GIVEN PROBLEM: Keep the pictures out of the copy and print all the entries below exactly.

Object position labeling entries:

^^^^^^^^

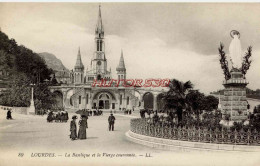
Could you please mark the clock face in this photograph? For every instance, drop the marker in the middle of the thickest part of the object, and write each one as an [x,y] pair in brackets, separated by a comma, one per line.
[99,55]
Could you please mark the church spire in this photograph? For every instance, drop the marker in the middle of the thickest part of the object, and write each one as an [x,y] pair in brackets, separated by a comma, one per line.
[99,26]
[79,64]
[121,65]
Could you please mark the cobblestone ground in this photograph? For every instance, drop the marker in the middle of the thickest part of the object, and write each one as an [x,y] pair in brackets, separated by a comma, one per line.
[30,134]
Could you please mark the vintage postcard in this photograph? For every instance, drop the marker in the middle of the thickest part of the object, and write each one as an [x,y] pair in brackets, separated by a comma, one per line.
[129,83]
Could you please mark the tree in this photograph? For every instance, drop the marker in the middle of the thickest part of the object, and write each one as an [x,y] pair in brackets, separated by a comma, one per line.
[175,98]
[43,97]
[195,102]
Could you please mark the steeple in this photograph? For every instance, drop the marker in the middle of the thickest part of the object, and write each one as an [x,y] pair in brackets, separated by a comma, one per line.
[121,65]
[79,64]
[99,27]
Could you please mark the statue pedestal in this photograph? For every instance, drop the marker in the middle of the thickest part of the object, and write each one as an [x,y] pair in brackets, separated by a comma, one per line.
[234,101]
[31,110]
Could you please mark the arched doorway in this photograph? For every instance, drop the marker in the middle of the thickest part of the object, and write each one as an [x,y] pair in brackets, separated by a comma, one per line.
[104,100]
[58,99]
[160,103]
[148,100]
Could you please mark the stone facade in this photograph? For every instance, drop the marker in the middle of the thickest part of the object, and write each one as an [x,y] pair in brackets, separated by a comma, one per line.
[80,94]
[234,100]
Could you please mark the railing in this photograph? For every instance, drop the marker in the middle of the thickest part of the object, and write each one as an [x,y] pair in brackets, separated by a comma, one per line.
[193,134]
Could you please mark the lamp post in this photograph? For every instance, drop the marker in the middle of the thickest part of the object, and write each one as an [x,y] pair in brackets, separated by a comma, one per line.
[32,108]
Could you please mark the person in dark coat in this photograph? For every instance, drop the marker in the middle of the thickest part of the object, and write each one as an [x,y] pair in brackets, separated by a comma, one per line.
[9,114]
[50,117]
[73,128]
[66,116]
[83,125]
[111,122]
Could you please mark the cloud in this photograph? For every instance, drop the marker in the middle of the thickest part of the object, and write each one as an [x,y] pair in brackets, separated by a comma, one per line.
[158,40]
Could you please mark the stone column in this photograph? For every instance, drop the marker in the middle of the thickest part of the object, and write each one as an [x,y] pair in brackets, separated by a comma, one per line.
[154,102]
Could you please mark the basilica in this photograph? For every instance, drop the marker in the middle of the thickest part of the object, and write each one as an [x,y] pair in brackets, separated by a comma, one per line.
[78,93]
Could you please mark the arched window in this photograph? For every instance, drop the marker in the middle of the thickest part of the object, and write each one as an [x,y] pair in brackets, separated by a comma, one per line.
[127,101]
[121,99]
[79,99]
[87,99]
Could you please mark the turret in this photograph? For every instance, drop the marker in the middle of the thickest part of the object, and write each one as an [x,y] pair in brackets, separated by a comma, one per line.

^^^^^^^^

SOLUTION TO THIS EXERCISE:
Could you please mark the clock face in this photograph? For every instance, drop the marker in the middle of the thickest part of the object, and write each one as an [x,y] pair in brackets, separated by a comma, one per line.
[99,55]
Could you please mark the church spire in this photograph? For every instance, drop the marker in the middle of the thickest part of the object, and write each one as an [x,y] pair in brackets, separated by a comma, one per line.
[99,26]
[79,64]
[121,65]
Could you please mark the cobblestone ground in this photograph? For every instance, drop the marker in the middle of the thickest part of the object, and write each one as an [x,y] pair in brackets, separated by a comma, one per line.
[30,134]
Could you please mark the vintage postcard in this photograph? For every instance, drop the marker in the middle of the thickest part of the object, and write each one as an [x,y] pair in brackets, separated by a comma, one per line.
[129,83]
Could you please mark the tree in this photograph? For every instance, drop the marker in the middle of the thickest part of the object, and write each one as an [x,y] pair in brackets, separated by a comma, one per line.
[175,98]
[43,97]
[195,102]
Could you please mark the steeple in this photograph? For every instance, drop the marker in the middle of the thickest part of the object, and write each one as an [x,y] pair in brackets, separated by a comma, one per line.
[121,65]
[79,64]
[99,27]
Could you please mark the statue pedestal in this photograph? For every instance, drop the marker in the middle of the thickest part of the object, and write each one as an [x,y] pair in brackets, separated by a comma, one per line.
[234,101]
[31,110]
Could you please mark the arched doorway in this photograph? For every instance, drop the marker in the middle of the thickest part of the object, and write each one as an [x,y] pair in brackets, separated by a comma, one per line.
[104,100]
[58,99]
[160,103]
[148,100]
Could you please mark the stone facade in this photograph? For every instance, drop the marker in the middle of the thickest part of the object, and write each one as an [x,y] pair in brackets, separated by a comma, one per line.
[80,94]
[234,100]
Could you please mark the railing in this photograph? For every instance, drop the marker in the middle of the thickest part of the object, and write each one as an [x,y] pair in brackets, separated by a comma, one per line.
[193,134]
Could you please mark the lamp post in this photograph? For every instance, drop the marker in the middle of the thickest part of the object, and write each one as an [x,y] pair in brackets, separated by a comma, one per line.
[32,108]
Could you please mark the person in dark coat in this photograph? For every instance, drop the marker in the middle of the thickest part of the object, and write each one as an [x,y] pair in brackets, separated by a comma, one per line.
[9,114]
[50,117]
[73,128]
[66,116]
[83,125]
[111,122]
Could you please mark the cloud in this photograph? For every instance, drop the marker in the middle of the thickest part of the object, and write each one as an [x,y] pair in brackets, separated by a comma, one per line.
[158,40]
Could you please mark the stone column in this photograph? For every instance, drop the marker in the middle of the thickest part of the object, and write each one as an [x,y] pair in brackets, separated by a comma, one per line.
[154,102]
Could you please mark the basilica in this photograph? For every instance, drop the marker in the middle of the thickest part of the object, and write each one as an [x,y] pair in brackets, separated by a comma, one per line.
[78,93]
Could you please mark the arched window in this photograph? For every instance, drop the marker in the middle of the thickest part of the object, and write each one as an [x,y] pair in brackets, separated by a comma, one per line.
[127,101]
[121,99]
[79,99]
[87,99]
Could you please mark the turret in this photograph? For every instance, drop the marker in the middle of the thickest part of the object, and write each one as an [x,y] pair in brackets, separated by a comma, one per line.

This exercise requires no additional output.